-- Start DATASET CONTENT --
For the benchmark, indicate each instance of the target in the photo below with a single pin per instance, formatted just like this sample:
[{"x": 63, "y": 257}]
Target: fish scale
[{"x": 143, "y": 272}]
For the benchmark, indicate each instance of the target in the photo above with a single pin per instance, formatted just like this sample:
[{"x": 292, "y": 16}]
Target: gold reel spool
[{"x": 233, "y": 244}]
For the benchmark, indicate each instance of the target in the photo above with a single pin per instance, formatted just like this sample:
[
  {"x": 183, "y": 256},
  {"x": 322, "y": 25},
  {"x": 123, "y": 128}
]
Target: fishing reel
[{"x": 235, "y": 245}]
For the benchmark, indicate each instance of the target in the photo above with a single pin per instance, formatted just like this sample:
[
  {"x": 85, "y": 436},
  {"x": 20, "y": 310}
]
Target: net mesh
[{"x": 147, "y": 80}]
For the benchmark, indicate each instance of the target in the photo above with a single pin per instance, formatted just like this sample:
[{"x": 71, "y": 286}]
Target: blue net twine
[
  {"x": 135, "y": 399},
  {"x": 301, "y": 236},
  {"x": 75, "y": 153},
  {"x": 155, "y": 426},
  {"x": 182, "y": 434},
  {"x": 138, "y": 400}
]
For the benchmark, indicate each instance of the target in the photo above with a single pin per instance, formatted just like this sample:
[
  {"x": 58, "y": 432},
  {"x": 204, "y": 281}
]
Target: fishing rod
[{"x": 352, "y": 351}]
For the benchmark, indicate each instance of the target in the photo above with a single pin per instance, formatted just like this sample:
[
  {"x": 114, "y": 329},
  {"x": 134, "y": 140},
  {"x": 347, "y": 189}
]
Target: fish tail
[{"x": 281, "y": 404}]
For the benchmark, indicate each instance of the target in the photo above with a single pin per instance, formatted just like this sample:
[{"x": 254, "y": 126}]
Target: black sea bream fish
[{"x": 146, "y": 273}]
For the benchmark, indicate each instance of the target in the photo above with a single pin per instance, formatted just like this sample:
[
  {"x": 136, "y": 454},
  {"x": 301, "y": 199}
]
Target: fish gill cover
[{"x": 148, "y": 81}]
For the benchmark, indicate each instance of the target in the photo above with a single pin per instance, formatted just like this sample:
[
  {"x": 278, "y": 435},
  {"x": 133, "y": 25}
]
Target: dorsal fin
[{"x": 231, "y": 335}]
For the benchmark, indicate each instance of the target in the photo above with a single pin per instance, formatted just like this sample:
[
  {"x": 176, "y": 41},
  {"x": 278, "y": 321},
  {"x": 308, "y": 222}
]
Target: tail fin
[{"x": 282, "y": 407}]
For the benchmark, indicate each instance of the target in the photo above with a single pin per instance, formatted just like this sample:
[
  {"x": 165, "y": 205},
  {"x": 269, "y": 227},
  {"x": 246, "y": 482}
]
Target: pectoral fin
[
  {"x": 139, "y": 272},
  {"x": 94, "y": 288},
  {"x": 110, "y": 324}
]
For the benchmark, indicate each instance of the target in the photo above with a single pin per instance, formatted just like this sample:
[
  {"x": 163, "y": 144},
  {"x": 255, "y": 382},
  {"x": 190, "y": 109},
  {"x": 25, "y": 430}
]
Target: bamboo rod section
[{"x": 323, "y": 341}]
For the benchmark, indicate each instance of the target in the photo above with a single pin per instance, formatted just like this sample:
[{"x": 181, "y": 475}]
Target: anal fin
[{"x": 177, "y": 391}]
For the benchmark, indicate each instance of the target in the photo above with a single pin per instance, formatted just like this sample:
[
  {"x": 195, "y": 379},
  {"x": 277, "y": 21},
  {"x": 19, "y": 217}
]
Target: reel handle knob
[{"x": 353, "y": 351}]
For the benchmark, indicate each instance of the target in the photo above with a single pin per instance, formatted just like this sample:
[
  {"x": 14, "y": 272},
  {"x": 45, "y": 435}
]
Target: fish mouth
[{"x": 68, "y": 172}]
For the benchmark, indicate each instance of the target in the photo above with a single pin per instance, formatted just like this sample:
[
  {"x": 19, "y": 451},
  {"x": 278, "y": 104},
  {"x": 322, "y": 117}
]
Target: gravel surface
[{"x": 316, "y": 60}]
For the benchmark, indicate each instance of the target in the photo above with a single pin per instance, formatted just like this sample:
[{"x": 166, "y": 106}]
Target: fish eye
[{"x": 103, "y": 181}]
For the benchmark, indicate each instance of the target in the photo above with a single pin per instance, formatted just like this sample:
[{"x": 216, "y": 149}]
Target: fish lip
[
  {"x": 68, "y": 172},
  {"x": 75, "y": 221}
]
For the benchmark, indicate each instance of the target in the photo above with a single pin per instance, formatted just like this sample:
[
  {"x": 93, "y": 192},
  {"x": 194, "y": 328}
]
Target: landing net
-- End DATASET CONTENT --
-- Start DATASET CONTENT --
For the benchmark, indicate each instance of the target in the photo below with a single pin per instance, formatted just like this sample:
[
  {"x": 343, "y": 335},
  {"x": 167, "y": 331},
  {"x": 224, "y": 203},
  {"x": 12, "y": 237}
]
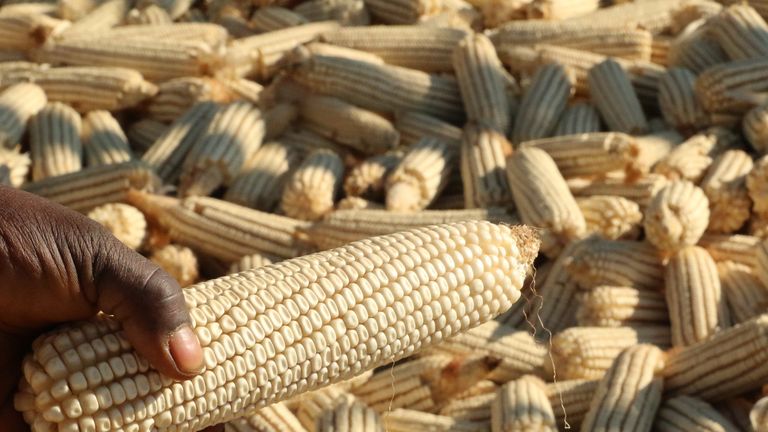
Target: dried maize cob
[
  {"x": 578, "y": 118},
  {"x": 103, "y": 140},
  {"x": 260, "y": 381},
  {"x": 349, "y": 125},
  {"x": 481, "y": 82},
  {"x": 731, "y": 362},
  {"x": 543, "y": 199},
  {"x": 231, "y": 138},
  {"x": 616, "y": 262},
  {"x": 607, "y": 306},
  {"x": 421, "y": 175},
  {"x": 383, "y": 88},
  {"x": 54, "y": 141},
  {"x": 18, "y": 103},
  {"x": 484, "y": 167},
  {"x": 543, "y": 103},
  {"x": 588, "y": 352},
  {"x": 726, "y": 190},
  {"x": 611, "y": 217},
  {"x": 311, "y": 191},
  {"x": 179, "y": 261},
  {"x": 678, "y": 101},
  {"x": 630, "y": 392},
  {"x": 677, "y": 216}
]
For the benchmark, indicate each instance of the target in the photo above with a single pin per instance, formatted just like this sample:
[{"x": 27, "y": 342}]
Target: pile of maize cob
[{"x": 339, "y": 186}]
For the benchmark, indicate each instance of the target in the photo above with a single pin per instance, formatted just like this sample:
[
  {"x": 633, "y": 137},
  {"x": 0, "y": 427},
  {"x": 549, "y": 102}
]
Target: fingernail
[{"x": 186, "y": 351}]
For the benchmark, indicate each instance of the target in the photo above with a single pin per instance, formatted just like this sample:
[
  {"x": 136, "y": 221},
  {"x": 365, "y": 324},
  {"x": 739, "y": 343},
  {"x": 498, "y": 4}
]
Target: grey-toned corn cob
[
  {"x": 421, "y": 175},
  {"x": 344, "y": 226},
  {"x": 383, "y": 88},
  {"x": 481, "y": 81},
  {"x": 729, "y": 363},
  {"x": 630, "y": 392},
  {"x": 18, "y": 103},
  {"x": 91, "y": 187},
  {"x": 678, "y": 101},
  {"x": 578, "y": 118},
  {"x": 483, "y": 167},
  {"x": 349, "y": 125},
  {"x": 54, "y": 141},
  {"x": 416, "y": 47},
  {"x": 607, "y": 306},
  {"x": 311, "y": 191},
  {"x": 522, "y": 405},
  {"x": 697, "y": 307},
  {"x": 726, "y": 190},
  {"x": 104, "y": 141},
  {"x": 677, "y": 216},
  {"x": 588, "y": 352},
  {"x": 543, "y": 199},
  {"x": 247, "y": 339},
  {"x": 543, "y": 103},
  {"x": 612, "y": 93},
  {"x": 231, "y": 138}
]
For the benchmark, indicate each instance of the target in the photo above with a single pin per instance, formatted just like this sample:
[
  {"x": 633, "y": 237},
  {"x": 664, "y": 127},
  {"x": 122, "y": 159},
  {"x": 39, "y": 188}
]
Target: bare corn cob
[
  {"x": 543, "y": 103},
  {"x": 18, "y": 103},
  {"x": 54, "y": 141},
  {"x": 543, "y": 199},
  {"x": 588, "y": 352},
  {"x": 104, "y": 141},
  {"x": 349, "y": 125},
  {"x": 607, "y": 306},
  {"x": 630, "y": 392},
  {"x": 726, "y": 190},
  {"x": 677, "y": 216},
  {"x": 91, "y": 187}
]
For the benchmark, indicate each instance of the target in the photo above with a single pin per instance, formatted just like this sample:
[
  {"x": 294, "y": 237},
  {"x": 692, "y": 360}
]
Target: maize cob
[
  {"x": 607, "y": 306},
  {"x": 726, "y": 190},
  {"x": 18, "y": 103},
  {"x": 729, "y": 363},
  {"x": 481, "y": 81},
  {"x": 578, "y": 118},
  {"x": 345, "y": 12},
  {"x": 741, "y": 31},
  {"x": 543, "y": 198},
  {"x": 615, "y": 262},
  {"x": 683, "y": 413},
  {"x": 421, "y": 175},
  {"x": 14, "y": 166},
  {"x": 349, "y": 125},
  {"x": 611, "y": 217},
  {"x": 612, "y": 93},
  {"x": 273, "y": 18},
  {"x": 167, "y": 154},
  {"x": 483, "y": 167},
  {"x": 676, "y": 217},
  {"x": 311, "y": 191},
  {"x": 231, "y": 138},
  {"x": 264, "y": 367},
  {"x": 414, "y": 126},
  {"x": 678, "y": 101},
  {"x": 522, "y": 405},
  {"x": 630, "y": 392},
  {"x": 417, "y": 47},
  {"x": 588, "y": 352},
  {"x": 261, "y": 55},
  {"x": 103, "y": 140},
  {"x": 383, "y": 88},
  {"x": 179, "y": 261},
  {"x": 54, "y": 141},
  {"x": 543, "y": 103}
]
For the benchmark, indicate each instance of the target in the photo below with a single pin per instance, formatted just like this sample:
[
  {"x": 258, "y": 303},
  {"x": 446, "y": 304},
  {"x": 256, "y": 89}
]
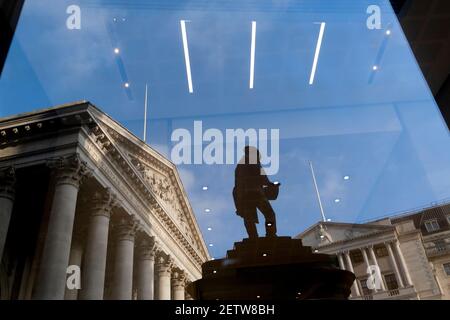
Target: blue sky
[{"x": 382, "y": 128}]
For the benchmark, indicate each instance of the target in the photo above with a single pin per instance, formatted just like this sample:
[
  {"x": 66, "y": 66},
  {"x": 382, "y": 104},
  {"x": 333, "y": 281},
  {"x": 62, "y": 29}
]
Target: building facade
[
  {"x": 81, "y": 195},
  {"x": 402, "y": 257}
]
-- End DATASET CONTENT --
-- Start DATASET CONTENT --
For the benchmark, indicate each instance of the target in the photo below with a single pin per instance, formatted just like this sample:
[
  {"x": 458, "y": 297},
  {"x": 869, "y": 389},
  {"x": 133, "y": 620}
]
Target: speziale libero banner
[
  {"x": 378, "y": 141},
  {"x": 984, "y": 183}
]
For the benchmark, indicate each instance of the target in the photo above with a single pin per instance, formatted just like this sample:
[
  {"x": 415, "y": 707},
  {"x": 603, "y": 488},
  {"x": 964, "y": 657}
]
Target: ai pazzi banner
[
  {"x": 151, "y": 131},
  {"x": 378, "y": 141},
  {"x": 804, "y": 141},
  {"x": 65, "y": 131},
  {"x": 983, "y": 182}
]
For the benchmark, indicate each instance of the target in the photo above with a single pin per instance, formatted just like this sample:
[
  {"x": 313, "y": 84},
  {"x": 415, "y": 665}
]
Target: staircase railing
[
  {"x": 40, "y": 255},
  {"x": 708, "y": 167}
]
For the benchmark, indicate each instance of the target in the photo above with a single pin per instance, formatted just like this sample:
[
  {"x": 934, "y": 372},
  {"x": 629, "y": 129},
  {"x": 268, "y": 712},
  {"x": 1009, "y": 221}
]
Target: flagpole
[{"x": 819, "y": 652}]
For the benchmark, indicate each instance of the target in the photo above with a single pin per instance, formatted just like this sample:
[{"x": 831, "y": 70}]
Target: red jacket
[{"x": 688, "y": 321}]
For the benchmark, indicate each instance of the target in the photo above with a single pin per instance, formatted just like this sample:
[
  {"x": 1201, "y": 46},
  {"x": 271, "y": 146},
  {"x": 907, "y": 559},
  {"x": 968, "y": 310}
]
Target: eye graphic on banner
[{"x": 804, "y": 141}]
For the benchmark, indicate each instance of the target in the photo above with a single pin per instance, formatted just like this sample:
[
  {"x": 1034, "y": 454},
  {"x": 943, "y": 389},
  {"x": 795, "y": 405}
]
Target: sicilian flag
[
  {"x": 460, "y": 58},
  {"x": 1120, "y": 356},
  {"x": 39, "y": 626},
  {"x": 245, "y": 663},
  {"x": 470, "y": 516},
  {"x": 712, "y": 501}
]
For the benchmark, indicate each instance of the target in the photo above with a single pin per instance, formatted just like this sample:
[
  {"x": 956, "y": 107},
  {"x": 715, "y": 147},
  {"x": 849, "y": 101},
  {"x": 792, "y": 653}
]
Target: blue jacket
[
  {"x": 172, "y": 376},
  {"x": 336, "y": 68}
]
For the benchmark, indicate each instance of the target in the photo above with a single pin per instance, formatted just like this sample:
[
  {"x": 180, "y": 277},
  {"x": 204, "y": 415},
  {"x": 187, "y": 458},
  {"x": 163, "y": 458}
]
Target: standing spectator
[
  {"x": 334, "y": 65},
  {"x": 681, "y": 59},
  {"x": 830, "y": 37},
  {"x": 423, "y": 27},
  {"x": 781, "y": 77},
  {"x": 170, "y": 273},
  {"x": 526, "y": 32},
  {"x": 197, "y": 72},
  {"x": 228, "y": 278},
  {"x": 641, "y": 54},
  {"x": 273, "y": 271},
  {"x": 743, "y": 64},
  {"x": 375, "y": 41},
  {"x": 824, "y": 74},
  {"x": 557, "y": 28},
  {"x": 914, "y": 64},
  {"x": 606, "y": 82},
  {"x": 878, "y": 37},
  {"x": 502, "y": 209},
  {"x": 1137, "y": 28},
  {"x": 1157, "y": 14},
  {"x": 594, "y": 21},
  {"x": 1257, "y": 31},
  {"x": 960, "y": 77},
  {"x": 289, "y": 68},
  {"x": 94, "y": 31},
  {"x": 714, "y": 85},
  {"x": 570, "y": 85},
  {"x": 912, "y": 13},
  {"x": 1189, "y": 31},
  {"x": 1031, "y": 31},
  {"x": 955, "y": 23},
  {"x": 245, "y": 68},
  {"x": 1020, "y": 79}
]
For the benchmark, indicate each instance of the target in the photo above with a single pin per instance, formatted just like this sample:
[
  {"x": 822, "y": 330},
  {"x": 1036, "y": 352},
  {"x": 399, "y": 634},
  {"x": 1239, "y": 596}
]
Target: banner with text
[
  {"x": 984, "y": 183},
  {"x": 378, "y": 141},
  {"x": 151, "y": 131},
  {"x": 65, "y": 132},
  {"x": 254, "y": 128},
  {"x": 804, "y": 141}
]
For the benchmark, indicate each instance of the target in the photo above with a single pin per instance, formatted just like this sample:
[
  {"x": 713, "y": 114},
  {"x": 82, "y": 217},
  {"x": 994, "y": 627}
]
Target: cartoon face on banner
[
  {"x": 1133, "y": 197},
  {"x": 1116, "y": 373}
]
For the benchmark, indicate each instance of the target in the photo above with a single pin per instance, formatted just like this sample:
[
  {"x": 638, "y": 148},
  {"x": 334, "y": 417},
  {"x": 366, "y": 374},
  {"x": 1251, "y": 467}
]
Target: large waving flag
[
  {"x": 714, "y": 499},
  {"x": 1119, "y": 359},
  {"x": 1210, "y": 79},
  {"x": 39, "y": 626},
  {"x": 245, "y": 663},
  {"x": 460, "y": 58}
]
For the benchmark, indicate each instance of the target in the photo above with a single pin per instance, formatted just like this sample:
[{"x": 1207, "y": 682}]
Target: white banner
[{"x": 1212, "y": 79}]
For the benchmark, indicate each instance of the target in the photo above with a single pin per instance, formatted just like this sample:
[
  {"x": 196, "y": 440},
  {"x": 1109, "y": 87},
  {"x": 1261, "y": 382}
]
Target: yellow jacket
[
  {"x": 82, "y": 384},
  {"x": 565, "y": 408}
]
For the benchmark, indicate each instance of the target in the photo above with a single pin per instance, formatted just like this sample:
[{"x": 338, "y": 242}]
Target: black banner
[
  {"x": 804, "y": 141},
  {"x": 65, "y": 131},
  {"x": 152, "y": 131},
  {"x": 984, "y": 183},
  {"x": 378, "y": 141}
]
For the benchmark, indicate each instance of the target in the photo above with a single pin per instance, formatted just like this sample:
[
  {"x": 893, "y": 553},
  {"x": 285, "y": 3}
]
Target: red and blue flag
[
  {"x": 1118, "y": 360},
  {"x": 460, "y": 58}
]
-- End DATASET CONTENT --
AIM OF THE TASK » Extract every line in the items above that contains the string "jacket".

ANSWER TO THIS EXERCISE »
Target: red jacket
Target: blue jacket
Target: yellow jacket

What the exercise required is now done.